- [Aim]
Resume the radio transcript about Michael Flynn's resignation as national security adviser, picking up right after its final sentence.

Trump Accepts Resignation Of National Security Adviser Flynn
DAVID GREENE, HOST:
President Donald Trump's national security adviser is out of a job this morning. Retired Lieutenant General Michael Flynn offered his resignation last night, and the president accepted it. This is all about Flynn's conversations with the Russian ambassador to the United States in December, before Trump took office, and whether Flynn misled Vice President Mike Pence and other officials about what they discussed. NPR White House correspondent Tamara Keith joins us to talk about this. Hey, Tam.
TAMARA KEITH, BYLINE: Hey.
GREENE: So remind us how we got here.
KEITH: We've known for about a month about the conversations between Flynn and the Russian ambassador to the U.S., Sergey Kislyak. But the administration's story about when the conversations happened and what they discussed has been a moving target. Then, late last week, The Washington Post reported that Flynn and the Russian ambassador talked about the sanctions that former President Obama had imposed because of Russia's alleged meddling in the presidential election. The Post based its reporting on what it said were nine current and former intelligence officials.
That call between Kislyak and Flynn was recorded and transcribed as part of sort of standard surveillance on the Russian diplomat. So there are a couple of problems with this - first, that the conversations happened in December before Trump was in the White House and it's against the law for private citizens, as Flynn was at the time, to conduct foreign policy...
GREENE: And a breach of diplomatic protocol in many ways with the whole one-president-at-a-time rule.
KEITH: Yes, the whole one-president thing that was apparently not being upheld. And the other problem is that Flynn told Vice President Pence something different. So last month, Pence went out and he did a round of television interviews where he vouched for Flynn and said that Flynn absolutely hadn't discussed the sanctions, which we now know wasn't true.

- [Stored records]
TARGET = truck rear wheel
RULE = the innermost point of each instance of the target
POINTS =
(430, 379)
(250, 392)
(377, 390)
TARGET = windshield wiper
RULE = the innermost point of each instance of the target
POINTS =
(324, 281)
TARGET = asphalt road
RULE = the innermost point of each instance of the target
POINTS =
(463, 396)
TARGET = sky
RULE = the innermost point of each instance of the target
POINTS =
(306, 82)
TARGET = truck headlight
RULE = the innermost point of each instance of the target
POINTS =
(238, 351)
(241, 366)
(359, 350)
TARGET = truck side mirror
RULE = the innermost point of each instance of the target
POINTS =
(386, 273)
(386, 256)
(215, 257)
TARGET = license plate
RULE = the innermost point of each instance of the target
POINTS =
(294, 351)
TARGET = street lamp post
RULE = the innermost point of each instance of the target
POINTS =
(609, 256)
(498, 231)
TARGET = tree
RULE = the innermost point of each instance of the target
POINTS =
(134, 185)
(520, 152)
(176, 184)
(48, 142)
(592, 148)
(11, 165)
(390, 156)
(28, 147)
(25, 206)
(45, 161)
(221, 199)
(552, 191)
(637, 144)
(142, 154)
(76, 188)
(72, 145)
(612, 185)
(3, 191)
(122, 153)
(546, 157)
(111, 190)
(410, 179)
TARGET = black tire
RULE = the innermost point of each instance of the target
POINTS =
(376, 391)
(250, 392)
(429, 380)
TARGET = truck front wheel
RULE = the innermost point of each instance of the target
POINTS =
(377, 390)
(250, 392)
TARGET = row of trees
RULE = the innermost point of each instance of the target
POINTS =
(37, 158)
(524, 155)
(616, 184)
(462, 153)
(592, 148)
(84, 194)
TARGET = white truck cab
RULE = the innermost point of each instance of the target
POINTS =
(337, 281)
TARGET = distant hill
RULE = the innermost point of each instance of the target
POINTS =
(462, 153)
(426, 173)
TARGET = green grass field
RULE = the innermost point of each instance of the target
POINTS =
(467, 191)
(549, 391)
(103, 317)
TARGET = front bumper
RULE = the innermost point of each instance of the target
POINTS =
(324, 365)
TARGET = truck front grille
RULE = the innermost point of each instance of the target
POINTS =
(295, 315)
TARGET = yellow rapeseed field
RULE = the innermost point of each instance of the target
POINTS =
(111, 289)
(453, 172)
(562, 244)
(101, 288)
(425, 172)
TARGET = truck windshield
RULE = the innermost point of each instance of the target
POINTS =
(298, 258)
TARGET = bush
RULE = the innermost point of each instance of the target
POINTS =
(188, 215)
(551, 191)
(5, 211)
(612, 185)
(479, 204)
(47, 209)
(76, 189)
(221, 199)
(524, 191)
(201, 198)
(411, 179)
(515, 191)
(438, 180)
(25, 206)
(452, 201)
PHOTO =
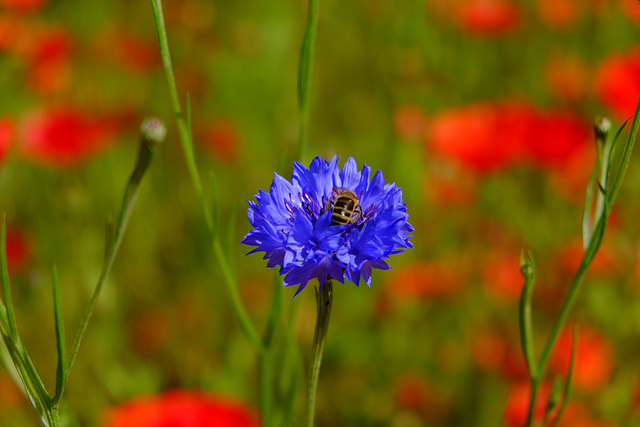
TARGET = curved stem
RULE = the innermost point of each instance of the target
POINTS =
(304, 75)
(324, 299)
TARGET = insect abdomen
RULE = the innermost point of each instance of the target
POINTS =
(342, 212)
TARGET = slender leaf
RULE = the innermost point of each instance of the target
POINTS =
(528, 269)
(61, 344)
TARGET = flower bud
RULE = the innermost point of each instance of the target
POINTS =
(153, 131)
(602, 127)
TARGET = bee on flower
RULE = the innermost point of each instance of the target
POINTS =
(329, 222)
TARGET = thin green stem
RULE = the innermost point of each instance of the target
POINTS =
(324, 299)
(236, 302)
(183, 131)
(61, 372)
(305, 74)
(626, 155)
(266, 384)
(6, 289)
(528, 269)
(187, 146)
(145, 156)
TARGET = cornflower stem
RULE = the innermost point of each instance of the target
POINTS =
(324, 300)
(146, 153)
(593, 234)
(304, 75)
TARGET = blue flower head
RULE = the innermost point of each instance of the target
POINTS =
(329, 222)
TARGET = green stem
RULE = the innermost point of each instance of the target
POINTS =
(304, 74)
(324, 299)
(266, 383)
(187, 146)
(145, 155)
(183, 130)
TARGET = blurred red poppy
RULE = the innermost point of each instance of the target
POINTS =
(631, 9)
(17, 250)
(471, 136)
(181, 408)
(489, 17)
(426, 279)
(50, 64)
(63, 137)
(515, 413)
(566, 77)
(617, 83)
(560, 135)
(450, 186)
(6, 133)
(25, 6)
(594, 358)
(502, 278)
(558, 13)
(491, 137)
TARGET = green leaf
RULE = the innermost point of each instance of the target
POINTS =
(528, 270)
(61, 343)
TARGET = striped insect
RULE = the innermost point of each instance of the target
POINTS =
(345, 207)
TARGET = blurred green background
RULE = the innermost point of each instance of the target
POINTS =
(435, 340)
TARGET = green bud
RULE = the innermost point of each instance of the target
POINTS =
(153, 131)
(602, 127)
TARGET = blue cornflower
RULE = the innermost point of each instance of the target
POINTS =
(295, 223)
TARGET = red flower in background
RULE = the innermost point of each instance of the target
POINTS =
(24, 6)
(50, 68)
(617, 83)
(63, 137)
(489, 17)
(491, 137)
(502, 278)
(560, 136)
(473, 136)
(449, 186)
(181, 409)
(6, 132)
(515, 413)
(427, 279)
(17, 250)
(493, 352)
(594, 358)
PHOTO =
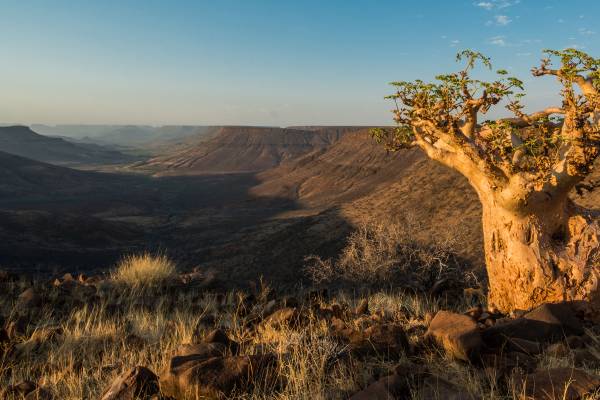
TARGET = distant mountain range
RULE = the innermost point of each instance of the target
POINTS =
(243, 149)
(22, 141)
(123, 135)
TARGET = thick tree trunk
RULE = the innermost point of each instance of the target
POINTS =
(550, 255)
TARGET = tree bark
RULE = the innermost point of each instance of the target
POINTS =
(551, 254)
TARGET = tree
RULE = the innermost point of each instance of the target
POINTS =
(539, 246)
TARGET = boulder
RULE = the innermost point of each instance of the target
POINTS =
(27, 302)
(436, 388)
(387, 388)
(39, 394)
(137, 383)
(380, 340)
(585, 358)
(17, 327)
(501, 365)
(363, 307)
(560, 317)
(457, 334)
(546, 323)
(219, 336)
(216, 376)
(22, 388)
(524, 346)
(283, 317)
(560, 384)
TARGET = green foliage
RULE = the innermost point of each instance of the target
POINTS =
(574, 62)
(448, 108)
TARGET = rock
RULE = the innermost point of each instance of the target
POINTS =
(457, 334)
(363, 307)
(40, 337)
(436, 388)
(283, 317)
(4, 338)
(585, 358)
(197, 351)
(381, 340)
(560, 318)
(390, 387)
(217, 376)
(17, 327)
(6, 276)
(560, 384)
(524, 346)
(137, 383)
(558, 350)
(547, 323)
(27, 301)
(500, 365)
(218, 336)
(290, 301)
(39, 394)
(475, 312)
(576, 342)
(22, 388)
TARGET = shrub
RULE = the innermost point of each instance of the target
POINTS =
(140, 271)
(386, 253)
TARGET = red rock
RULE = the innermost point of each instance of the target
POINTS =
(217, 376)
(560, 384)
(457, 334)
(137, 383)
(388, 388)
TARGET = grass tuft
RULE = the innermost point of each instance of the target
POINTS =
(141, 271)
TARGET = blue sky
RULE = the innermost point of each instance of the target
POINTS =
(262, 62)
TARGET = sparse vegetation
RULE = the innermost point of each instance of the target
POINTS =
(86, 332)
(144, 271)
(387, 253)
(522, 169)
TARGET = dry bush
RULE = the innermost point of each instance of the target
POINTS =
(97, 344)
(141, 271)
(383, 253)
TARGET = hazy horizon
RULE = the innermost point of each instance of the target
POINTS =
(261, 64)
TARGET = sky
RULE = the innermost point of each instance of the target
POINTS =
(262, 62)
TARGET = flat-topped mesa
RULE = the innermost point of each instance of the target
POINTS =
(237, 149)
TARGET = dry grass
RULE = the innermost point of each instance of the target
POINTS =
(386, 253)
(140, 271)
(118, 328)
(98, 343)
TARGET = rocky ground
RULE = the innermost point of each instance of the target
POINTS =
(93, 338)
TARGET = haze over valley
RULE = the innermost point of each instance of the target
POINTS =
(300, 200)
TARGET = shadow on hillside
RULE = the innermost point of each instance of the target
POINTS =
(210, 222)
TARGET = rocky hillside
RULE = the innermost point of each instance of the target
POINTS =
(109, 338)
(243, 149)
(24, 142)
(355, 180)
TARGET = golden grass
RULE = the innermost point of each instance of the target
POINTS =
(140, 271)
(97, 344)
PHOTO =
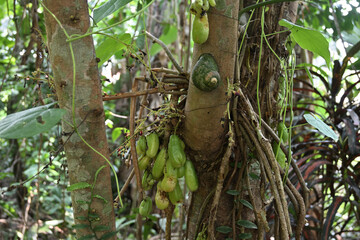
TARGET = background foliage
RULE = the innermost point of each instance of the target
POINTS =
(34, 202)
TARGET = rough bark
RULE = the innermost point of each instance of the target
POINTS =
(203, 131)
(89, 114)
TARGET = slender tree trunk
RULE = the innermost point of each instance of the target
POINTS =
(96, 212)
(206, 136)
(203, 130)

---

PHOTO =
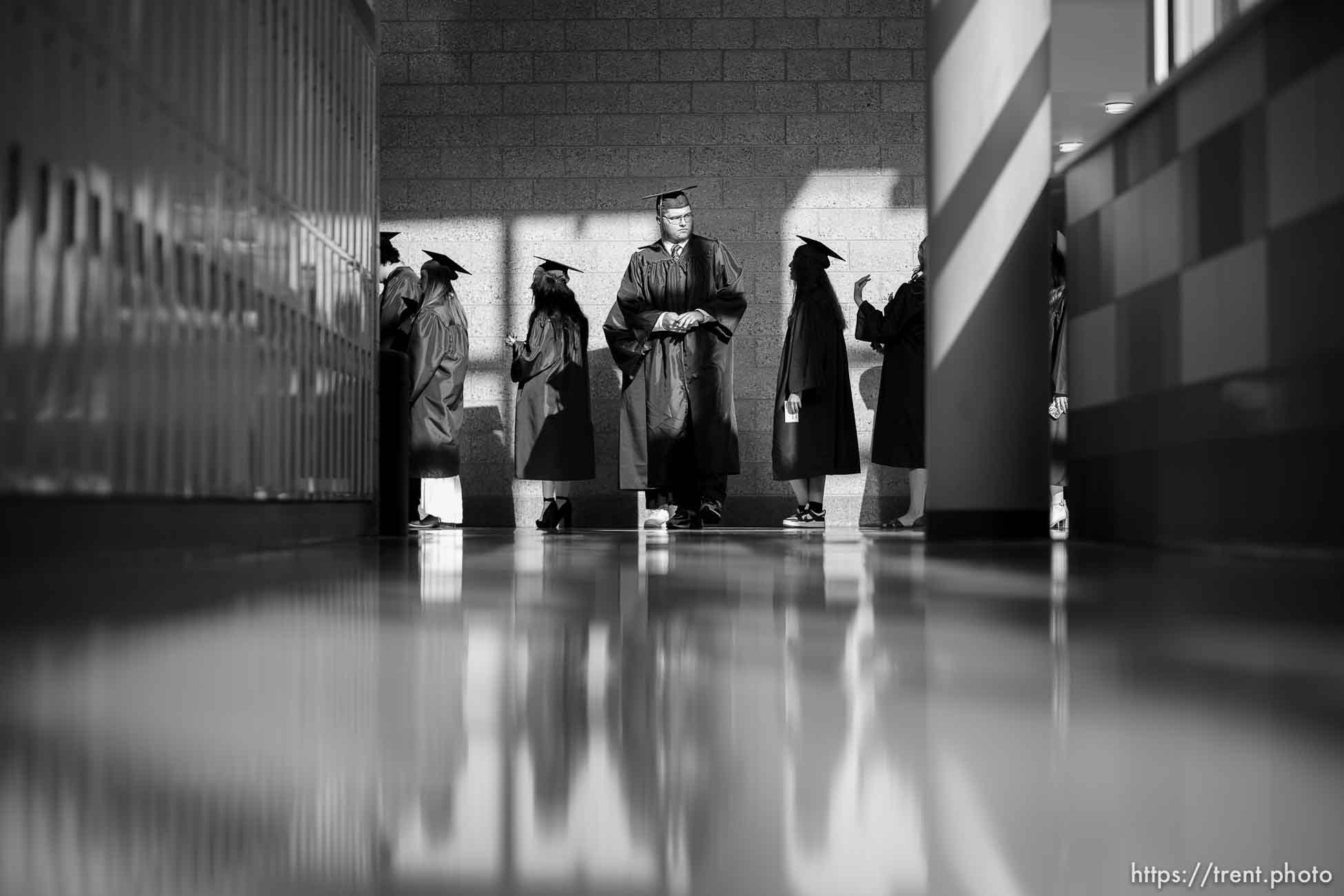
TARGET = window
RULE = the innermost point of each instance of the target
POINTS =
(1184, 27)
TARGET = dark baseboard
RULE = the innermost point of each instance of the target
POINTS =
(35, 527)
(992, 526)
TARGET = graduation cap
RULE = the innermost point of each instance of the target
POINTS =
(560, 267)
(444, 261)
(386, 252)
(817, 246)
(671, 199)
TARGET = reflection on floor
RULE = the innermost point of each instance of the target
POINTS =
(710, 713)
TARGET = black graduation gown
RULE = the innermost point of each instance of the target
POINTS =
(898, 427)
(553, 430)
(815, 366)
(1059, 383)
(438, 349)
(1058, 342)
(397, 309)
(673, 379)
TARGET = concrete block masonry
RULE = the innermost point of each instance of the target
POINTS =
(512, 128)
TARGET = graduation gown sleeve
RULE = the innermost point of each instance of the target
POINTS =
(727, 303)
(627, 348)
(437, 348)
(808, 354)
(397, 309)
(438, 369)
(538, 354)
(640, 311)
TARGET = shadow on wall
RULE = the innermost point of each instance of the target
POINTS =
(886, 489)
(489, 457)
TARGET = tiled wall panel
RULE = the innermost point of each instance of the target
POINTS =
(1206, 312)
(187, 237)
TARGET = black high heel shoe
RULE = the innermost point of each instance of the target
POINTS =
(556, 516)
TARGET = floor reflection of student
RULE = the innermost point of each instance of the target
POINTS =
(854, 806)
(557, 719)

- [Solved exercise]
GREENE: Well - and there are officials, including Michael McFaul, the former ambassador to Russia under President Obama, saying that is the important thing. It is not about, necessarily, the conversations and what came up talking about sanctions or not. It's that Mike Pence and maybe even President Trump, you know, just - it was a matter of losing trust here.
KEITH: Yeah, losing trust and sort of hanging the vice president out to dry...
GREENE: Did Flynn own up to this?
KEITH: ...I mean, putting him in a really bad position.
GREENE: Did Flynn own up to what he did if he misled Pence?
KEITH: Sort of. He said he, quote, "inadvertently" gave Pence and others what he called incomplete information about his phone calls with the Russian ambassador and blamed the fast pace of events. That stretches credulity if you consider how many different conversations we know that Flynn had with people in the administration about those conversations with the Russian ambassador. It wasn't just Pence but also Press Secretary Sean Spicer, the White House Chief of Staff Reince Priebus. In the letter, Flynn says he apologized to the president and vice president and that they accepted his apology.
GREENE: Well - but there's more to work out here, right? I mean, things seem even murkier this morning. Our colleague Carrie Johnson is reporting that the White House, in fact, knew some weeks ago that Flynn's public statements weren't exactly matching what occurred. What's happening here?
KEITH: Yeah. So the central player here is Sally Yates. You might remember that she was the Obama holdover, the acting attorney general fired by President Trump when she told the Justice Department attorneys not to defend his travel order in court. But according to Carrie's sources, sometime before Yates was fired, she told Trump's White House counsel, Don McGahn that intelligence intercepts showed Flynn had in fact discussed the sanctions with Russia's ambassador.
This story was first reported by The Washington Post, which adds that a career national security official joined Yates when she spoke to McGahn. Carrie reports that it's not clear where the information went past him. But last Friday, Vice President Pence appeared surprised by reports that Flynn may have misled him.
GREENE: So what happens now? Who is taking Flynn's place?
KEITH: Another retired general, retired Lieutenant General Keith Kellogg has been named as the acting national security adviser. Kellogg most recently served as chief of staff for the National Security Council. And they will be looking for a long-term replacement.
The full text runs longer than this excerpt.